Start of SUPPLIED TEXT

Quinton joined Southern California Edison in 1942, eventually serving as its president and chief executive officer from 1954 to 1959. He served as its chairman from 1958 to 1968, when he was succeeded by Jack K. Horton. Quinton also served on its board of directors from 1956 to 1969. During his tenure as chairman, he oversaw the construction of the San Onofre Nuclear Generating Station in San Diego County, California. Meanwhile, in 1966, he signed a contract to build the Mohave Power Station in Laughlin, Nevada.

Quinton served as the president of the Edison Electric Institute. He also served on the boards of directors of the Kaiser Steel Corporation, the Pacific Mutual Life Insurance Company, and the First Western Bank and Trust Company. Additionally, he served on the board of directors of Calabasas Park, a real estate development company whose goal was to develop the former Warner Bros. ranch in Calabasas, California into a residential area.

End of SUPPLIED TEXT
Start of EXTRACTED INFORMATION

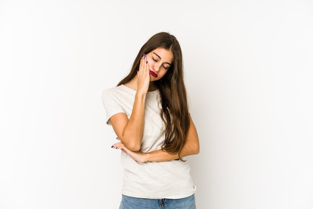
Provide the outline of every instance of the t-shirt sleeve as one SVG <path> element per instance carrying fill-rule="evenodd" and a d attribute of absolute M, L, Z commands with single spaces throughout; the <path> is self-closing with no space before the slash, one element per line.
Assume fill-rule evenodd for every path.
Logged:
<path fill-rule="evenodd" d="M 106 121 L 108 125 L 111 124 L 110 118 L 114 114 L 120 113 L 125 113 L 124 110 L 118 104 L 111 93 L 108 90 L 102 92 L 102 102 L 106 110 Z"/>

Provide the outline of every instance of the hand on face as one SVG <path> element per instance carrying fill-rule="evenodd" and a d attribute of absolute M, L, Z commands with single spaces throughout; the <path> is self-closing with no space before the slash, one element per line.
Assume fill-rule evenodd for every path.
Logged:
<path fill-rule="evenodd" d="M 150 84 L 150 72 L 149 64 L 144 54 L 140 60 L 139 70 L 137 72 L 137 92 L 146 93 Z"/>

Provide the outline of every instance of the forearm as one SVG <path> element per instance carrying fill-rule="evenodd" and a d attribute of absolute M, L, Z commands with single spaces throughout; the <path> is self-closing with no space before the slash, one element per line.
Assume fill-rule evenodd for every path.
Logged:
<path fill-rule="evenodd" d="M 136 94 L 132 114 L 120 140 L 132 151 L 140 150 L 144 124 L 146 94 Z"/>

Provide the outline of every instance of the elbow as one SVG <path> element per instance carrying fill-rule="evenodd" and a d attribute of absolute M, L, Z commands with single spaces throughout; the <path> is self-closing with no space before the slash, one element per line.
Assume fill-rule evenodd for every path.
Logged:
<path fill-rule="evenodd" d="M 140 151 L 140 149 L 141 148 L 141 144 L 138 143 L 132 143 L 129 144 L 124 145 L 129 150 L 132 152 Z"/>

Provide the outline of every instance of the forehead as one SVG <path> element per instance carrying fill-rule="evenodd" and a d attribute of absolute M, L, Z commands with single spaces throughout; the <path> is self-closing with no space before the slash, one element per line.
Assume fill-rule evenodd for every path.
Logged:
<path fill-rule="evenodd" d="M 164 62 L 172 63 L 174 58 L 174 56 L 172 51 L 164 48 L 156 48 L 151 52 L 151 53 L 155 54 L 160 56 L 162 62 Z"/>

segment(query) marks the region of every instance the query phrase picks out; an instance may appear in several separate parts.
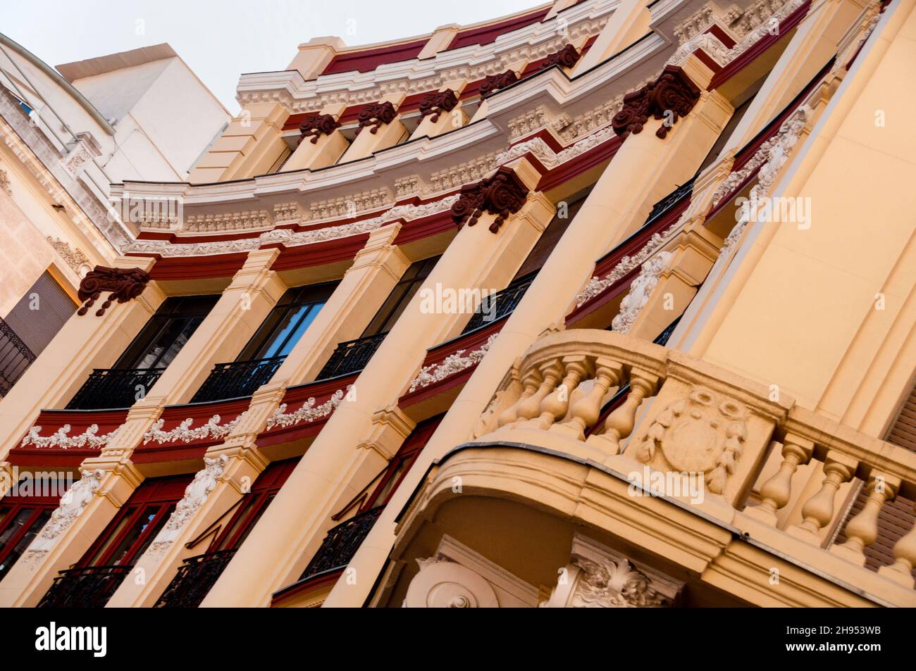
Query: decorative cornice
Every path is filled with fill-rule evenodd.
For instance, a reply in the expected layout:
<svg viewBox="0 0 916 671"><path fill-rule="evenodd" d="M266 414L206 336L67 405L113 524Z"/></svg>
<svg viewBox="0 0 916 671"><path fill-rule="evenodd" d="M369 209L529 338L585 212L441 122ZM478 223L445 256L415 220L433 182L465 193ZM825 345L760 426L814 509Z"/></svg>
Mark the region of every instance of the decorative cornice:
<svg viewBox="0 0 916 671"><path fill-rule="evenodd" d="M350 390L353 384L348 384L346 390L338 389L331 397L321 406L315 406L314 397L309 397L304 404L291 413L287 413L287 404L281 403L267 418L267 430L277 427L286 428L295 424L302 422L314 422L331 415L337 406L344 401L344 395Z"/></svg>
<svg viewBox="0 0 916 671"><path fill-rule="evenodd" d="M669 226L663 233L652 235L649 239L649 242L635 254L632 256L623 256L610 273L603 277L593 276L588 284L585 285L585 288L576 296L576 308L591 300L595 296L603 294L622 277L625 277L633 268L647 261L652 254L661 249L673 237L675 233L680 231L683 223L684 218L682 216L681 219Z"/></svg>
<svg viewBox="0 0 916 671"><path fill-rule="evenodd" d="M153 426L150 427L145 434L143 434L143 444L146 445L149 442L157 442L160 444L177 443L179 441L190 443L191 440L221 438L228 436L244 417L245 413L241 413L231 422L220 424L222 417L219 415L213 415L206 421L205 424L202 424L195 428L191 427L194 423L194 419L192 417L188 417L187 419L182 420L177 427L174 427L168 431L162 430L162 426L165 424L165 420L158 419Z"/></svg>
<svg viewBox="0 0 916 671"><path fill-rule="evenodd" d="M86 314L102 292L110 291L108 298L99 309L95 310L95 314L102 317L113 300L118 303L133 300L143 293L148 281L149 274L140 268L108 268L104 265L96 265L80 282L77 297L83 301L83 304L76 313L81 317Z"/></svg>
<svg viewBox="0 0 916 671"><path fill-rule="evenodd" d="M541 70L546 70L554 65L559 65L562 68L572 68L579 61L581 56L582 54L579 53L579 50L575 47L572 44L567 44L559 51L554 51L544 59L544 62L540 64L540 68Z"/></svg>
<svg viewBox="0 0 916 671"><path fill-rule="evenodd" d="M624 96L623 108L614 115L611 124L615 133L627 139L630 134L641 133L650 116L664 119L666 123L655 132L663 139L670 125L686 116L699 99L700 89L690 77L681 68L667 65L654 82Z"/></svg>
<svg viewBox="0 0 916 671"><path fill-rule="evenodd" d="M444 211L458 200L457 195L446 196L438 200L431 200L421 205L396 205L377 217L364 219L353 223L340 226L328 226L314 231L293 233L289 229L275 229L267 231L256 238L242 240L223 240L215 243L173 244L164 240L138 240L127 246L132 254L158 254L163 257L173 256L207 256L221 254L237 254L259 249L265 244L280 244L286 247L295 247L302 244L322 243L326 240L336 240L350 235L359 235L379 229L386 223L403 219L410 221L428 217L431 214Z"/></svg>
<svg viewBox="0 0 916 671"><path fill-rule="evenodd" d="M316 145L321 135L330 135L340 127L340 122L331 114L310 114L299 124L299 144L306 137L311 137L310 142Z"/></svg>
<svg viewBox="0 0 916 671"><path fill-rule="evenodd" d="M58 253L58 255L66 261L67 265L77 275L88 273L92 269L93 266L89 261L89 257L79 248L74 249L66 242L60 240L60 238L52 238L50 235L48 236L48 242L54 247L54 251Z"/></svg>
<svg viewBox="0 0 916 671"><path fill-rule="evenodd" d="M93 424L78 436L71 436L72 427L65 424L50 436L39 436L41 427L34 426L28 429L28 433L22 438L20 445L34 445L36 448L58 448L60 449L93 448L102 449L114 437L117 429L110 431L104 436L99 436L99 425Z"/></svg>
<svg viewBox="0 0 916 671"><path fill-rule="evenodd" d="M493 344L493 341L496 340L496 336L498 335L498 333L491 335L486 339L486 342L483 343L476 350L472 350L468 352L467 356L462 356L465 352L464 350L457 350L441 362L423 366L420 369L420 373L417 373L417 377L410 383L410 389L409 391L415 392L422 387L430 386L430 384L434 384L440 380L444 380L449 375L453 375L455 373L479 363L486 352L489 352L490 345Z"/></svg>
<svg viewBox="0 0 916 671"><path fill-rule="evenodd" d="M490 224L490 233L499 233L499 227L509 214L521 210L529 188L510 168L500 168L492 177L476 184L462 187L461 195L452 205L452 220L459 227L474 226L484 212L496 215Z"/></svg>
<svg viewBox="0 0 916 671"><path fill-rule="evenodd" d="M518 81L518 75L514 70L507 70L499 74L488 74L484 78L484 82L480 85L480 94L484 98L495 93L500 89L505 89L509 84L514 84Z"/></svg>
<svg viewBox="0 0 916 671"><path fill-rule="evenodd" d="M458 106L458 96L452 89L445 91L431 91L420 102L420 117L429 116L435 124L443 112L452 112Z"/></svg>
<svg viewBox="0 0 916 671"><path fill-rule="evenodd" d="M356 119L359 127L356 128L356 135L362 133L364 128L368 128L369 133L376 135L383 124L390 124L397 115L398 110L391 104L391 101L370 103L359 111Z"/></svg>

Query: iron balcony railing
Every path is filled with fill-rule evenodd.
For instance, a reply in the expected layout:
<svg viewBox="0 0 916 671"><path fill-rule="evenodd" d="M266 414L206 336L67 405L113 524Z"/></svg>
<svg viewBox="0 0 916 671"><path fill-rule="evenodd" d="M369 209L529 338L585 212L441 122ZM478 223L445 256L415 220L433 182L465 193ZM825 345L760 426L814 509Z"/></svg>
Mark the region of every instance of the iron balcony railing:
<svg viewBox="0 0 916 671"><path fill-rule="evenodd" d="M521 302L529 287L534 282L536 276L537 272L529 273L524 277L515 280L502 291L485 297L481 301L477 311L471 316L464 326L462 335L489 326L496 319L512 314L512 311L518 307L518 303Z"/></svg>
<svg viewBox="0 0 916 671"><path fill-rule="evenodd" d="M155 608L197 608L229 565L235 550L189 557L156 601Z"/></svg>
<svg viewBox="0 0 916 671"><path fill-rule="evenodd" d="M368 535L369 529L376 524L378 515L382 514L383 507L377 506L360 513L331 529L300 580L346 567Z"/></svg>
<svg viewBox="0 0 916 671"><path fill-rule="evenodd" d="M387 334L387 331L385 331L377 335L365 336L339 343L331 358L328 359L328 363L318 373L317 379L326 380L329 377L339 377L362 371Z"/></svg>
<svg viewBox="0 0 916 671"><path fill-rule="evenodd" d="M38 602L38 608L103 608L133 566L67 568Z"/></svg>
<svg viewBox="0 0 916 671"><path fill-rule="evenodd" d="M250 396L257 387L270 382L284 360L286 356L275 356L270 359L217 363L191 402Z"/></svg>
<svg viewBox="0 0 916 671"><path fill-rule="evenodd" d="M0 396L6 395L34 361L35 354L28 345L0 319Z"/></svg>
<svg viewBox="0 0 916 671"><path fill-rule="evenodd" d="M130 407L152 389L165 368L96 368L80 387L68 410Z"/></svg>

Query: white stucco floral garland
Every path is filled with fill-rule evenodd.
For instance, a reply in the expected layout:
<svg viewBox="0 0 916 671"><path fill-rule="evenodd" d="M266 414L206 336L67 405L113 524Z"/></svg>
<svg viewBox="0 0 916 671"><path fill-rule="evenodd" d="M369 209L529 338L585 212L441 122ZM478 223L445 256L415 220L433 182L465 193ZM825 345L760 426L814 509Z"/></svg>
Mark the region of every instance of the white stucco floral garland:
<svg viewBox="0 0 916 671"><path fill-rule="evenodd" d="M583 288L582 292L576 296L576 308L580 307L586 301L591 300L595 296L603 294L621 277L627 276L627 274L633 270L633 268L644 263L649 256L660 249L661 246L665 244L671 238L671 236L674 235L674 233L683 224L685 215L686 212L684 215L682 215L681 219L669 226L664 232L660 233L654 233L646 244L643 245L642 249L632 256L623 256L617 265L614 266L614 269L604 277L592 276L588 284L585 285L585 288Z"/></svg>
<svg viewBox="0 0 916 671"><path fill-rule="evenodd" d="M203 438L219 438L228 436L235 426L242 421L242 417L245 417L245 413L238 415L231 422L226 424L220 424L222 417L219 415L213 415L210 419L206 421L205 424L202 424L200 427L195 427L191 428L191 425L194 423L193 418L188 417L181 421L177 427L169 429L168 431L162 430L162 426L165 424L164 419L158 419L149 429L143 434L143 443L146 445L149 442L157 443L175 443L183 442L190 443L191 440L202 440Z"/></svg>
<svg viewBox="0 0 916 671"><path fill-rule="evenodd" d="M493 341L496 340L496 336L498 335L498 333L491 335L486 339L486 342L484 342L476 350L472 350L467 356L463 356L465 350L458 350L439 363L423 366L420 369L417 377L410 383L410 391L414 392L421 387L429 386L440 380L444 380L449 375L454 374L459 371L463 371L465 368L470 368L475 363L479 363L486 352L489 352L490 345L493 344Z"/></svg>
<svg viewBox="0 0 916 671"><path fill-rule="evenodd" d="M331 397L321 406L315 406L315 399L310 396L304 404L291 413L287 413L287 404L281 403L267 418L267 430L277 427L287 427L301 422L313 422L316 419L326 417L341 405L344 401L344 395L350 391L353 384L348 384L346 391L338 389L331 395Z"/></svg>
<svg viewBox="0 0 916 671"><path fill-rule="evenodd" d="M102 449L114 438L117 431L110 431L103 436L99 436L99 425L93 424L85 431L71 436L72 427L65 424L50 436L39 436L41 427L35 426L28 429L28 433L22 438L21 445L34 445L36 448L60 448L60 449L70 449L71 448L99 448Z"/></svg>

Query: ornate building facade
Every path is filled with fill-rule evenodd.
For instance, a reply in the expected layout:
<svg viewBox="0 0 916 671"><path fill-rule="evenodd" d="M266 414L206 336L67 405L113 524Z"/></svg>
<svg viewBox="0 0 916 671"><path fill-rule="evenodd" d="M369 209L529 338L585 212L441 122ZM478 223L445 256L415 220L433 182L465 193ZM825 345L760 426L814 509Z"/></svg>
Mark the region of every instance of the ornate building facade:
<svg viewBox="0 0 916 671"><path fill-rule="evenodd" d="M916 605L914 6L556 0L243 75L0 402L7 489L78 476L0 604Z"/></svg>

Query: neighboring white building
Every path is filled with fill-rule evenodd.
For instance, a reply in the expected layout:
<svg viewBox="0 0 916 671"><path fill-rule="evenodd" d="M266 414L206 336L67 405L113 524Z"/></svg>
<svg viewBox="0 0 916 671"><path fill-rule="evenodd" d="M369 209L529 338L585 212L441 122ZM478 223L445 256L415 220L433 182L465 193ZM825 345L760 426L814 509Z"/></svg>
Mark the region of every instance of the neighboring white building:
<svg viewBox="0 0 916 671"><path fill-rule="evenodd" d="M134 239L110 185L186 180L229 119L168 44L55 70L0 35L0 395Z"/></svg>

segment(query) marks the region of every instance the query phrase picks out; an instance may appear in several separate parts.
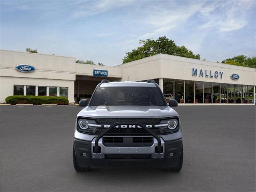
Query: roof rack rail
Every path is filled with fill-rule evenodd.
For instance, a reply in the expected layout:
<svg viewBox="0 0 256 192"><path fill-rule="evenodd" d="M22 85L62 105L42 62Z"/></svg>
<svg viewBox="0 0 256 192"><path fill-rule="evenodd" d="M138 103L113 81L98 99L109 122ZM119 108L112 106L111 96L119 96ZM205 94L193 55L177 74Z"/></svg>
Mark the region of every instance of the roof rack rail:
<svg viewBox="0 0 256 192"><path fill-rule="evenodd" d="M102 83L109 83L109 82L110 82L110 81L109 81L108 80L107 80L106 79L102 79L100 82L100 83L101 84Z"/></svg>
<svg viewBox="0 0 256 192"><path fill-rule="evenodd" d="M154 81L154 80L153 80L152 79L149 79L148 80L147 80L146 81L146 82L147 83L156 83L156 82Z"/></svg>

End of EXTRACTED INFORMATION

**ASSIGNED TASK 1**
Quote the Quinton text from "Quinton served as" to "a residential area.".
**ASSIGNED TASK 2**
List every organization whose board of directors Quinton served on, according to the Quinton text.
The items are separate material from the Quinton text.

**PROBLEM SOLUTION 1**
Quinton served as the president of the Edison Electric Institute. He also served on the boards of directors of the Kaiser Steel Corporation, the Pacific Mutual Life Insurance Company, and the First Western Bank and Trust Company. Additionally, he served on the board of directors of Calabasas Park, a real estate development company whose goal was to develop the former Warner Bros. ranch in Calabasas, California into a residential area.

**PROBLEM SOLUTION 2**
Southern California Edison
Kaiser Steel Corporation
Pacific Mutual Life Insurance Company
First Western Bank and Trust Company
Calabasas Park